▶ **What you should do**
Could you turn every line of the items below into a JSON list of strings, one string per line, with blank lines and the pictures left out?
________
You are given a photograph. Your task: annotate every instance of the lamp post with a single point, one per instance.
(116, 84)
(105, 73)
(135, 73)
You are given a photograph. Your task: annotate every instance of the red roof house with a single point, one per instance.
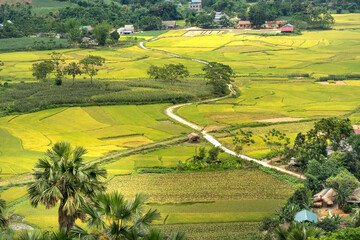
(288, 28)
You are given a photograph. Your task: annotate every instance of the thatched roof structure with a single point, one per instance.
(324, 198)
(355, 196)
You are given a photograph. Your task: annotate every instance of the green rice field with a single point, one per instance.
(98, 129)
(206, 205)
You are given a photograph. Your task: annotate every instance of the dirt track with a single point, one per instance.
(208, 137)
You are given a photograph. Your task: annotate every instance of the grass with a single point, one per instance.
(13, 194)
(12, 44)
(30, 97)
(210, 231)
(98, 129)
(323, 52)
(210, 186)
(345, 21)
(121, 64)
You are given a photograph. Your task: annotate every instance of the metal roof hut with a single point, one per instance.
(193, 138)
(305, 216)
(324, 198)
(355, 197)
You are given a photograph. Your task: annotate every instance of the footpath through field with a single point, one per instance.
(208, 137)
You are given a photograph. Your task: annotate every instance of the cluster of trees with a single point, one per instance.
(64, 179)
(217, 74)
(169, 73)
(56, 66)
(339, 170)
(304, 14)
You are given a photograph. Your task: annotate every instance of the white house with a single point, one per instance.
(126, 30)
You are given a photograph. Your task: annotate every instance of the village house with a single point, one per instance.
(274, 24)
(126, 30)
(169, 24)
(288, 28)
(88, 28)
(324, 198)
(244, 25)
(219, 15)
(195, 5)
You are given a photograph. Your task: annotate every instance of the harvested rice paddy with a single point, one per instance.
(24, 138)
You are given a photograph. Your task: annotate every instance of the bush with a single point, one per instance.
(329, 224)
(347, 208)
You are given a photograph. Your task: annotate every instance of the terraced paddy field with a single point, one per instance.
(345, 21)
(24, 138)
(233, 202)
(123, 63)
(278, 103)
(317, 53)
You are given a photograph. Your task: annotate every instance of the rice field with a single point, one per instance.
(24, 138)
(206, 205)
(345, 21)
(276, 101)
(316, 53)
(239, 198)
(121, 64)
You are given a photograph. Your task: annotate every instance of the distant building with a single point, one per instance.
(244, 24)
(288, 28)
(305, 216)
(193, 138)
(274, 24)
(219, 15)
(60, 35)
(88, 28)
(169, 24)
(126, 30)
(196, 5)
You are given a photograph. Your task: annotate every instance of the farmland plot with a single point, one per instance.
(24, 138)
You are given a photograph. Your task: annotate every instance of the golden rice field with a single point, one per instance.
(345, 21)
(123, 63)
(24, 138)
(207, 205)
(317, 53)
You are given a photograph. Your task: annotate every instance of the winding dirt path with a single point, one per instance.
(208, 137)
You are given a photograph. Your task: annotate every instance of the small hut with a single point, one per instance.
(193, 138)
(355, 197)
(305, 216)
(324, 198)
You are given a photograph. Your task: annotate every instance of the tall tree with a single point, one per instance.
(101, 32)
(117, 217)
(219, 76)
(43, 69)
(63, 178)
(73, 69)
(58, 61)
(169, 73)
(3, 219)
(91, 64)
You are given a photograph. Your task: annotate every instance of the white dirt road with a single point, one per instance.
________
▶ **Task answer**
[
  "You are given a photograph. Your task: annotate every instance of the lamp post with a single point, one per instance.",
  "(116, 84)",
  "(105, 73)",
  "(135, 73)",
  "You are given a photograph. Your task: annotate every instance of the red roof house with a single point, one per instance.",
  "(288, 28)",
  "You are given a photograph. Your task: annotate every instance of the thatched roof structure with a single point, one per instance.",
  "(324, 198)",
  "(355, 196)",
  "You are given a photograph. Your task: annotate every instance of the green rice field with a single point, one per instance.",
  "(98, 129)",
  "(206, 205)",
  "You are given a photograph. Your task: annotate every instance of the dirt track with a single point, one per instance.",
  "(208, 137)",
  "You are given a photograph. Your task: annotate every instance of the grass with a single point, one per instance.",
  "(13, 194)",
  "(12, 44)",
  "(30, 97)",
  "(210, 231)",
  "(98, 129)",
  "(323, 52)",
  "(210, 186)",
  "(345, 21)",
  "(121, 64)",
  "You are given a photograph. Your task: annotate every instance of the metal roof hut with a single point, one per instance.",
  "(193, 138)",
  "(305, 216)",
  "(324, 198)",
  "(355, 197)",
  "You are given a photograph. Your task: annotate every instance of the footpath through field with a single point, one per instance.",
  "(208, 137)",
  "You are given a photograph. Your task: annotate every instance of the cluster of trees with a single point, one per instance.",
  "(64, 179)",
  "(217, 74)",
  "(169, 73)",
  "(56, 66)",
  "(339, 170)",
  "(304, 14)",
  "You are given a photograph. Your task: annotate every instance of the white house with a single point, one per instance.",
  "(126, 30)",
  "You are given a photograph. Your task: annotate every instance of the village house with a single point, one per instance.",
  "(274, 24)",
  "(126, 30)",
  "(169, 24)",
  "(288, 28)",
  "(88, 28)",
  "(324, 198)",
  "(244, 25)",
  "(219, 15)",
  "(195, 5)",
  "You are given a photograph. Your task: annotate every instance of the harvested rice paddy with a single point, one per instance.",
  "(24, 138)",
  "You are given a photograph. Your task: annotate every instance of the bush with a single point, one per instance.",
  "(329, 224)",
  "(347, 208)",
  "You are given a photograph. Your task: annotate every instance of the terraced paddy field with a single point, one per instance.",
  "(345, 21)",
  "(24, 138)",
  "(233, 202)",
  "(123, 63)",
  "(278, 103)",
  "(317, 53)",
  "You are given a photograph. Your task: annotate every instance of the rice field with a single point, one per instance.",
  "(24, 138)",
  "(206, 205)",
  "(345, 21)",
  "(276, 101)",
  "(316, 53)",
  "(239, 198)",
  "(121, 64)",
  "You are given a photograph. Your task: annotate every instance of the distant building with a single point, one per instance.",
  "(244, 24)",
  "(288, 28)",
  "(305, 216)",
  "(193, 138)",
  "(274, 24)",
  "(219, 15)",
  "(60, 35)",
  "(88, 28)",
  "(169, 24)",
  "(126, 30)",
  "(196, 5)",
  "You are given a photograph. Your task: annotate every instance of the farmland plot with a single point, one per instance.",
  "(24, 138)",
  "You are given a photograph. Your task: annotate every instance of the golden rice field with a single point, one per instance.",
  "(345, 21)",
  "(123, 63)",
  "(24, 138)",
  "(207, 205)",
  "(317, 53)",
  "You are given a photograph. Your task: annotate every instance of the winding dirt path with a single point, one per instance.",
  "(208, 137)",
  "You are given a photograph. Your task: annotate every instance of the small hut with a single point, one per instance.",
  "(193, 138)",
  "(355, 197)",
  "(305, 216)",
  "(324, 198)",
  "You are given a photograph. Your task: annotate every instance of the tall tree with a single point, one per instance.",
  "(101, 32)",
  "(117, 217)",
  "(219, 76)",
  "(43, 69)",
  "(63, 178)",
  "(73, 69)",
  "(58, 61)",
  "(169, 73)",
  "(3, 219)",
  "(91, 64)",
  "You are given a photograph. Your task: annotate every instance of the white dirt road with a single point, one per instance."
]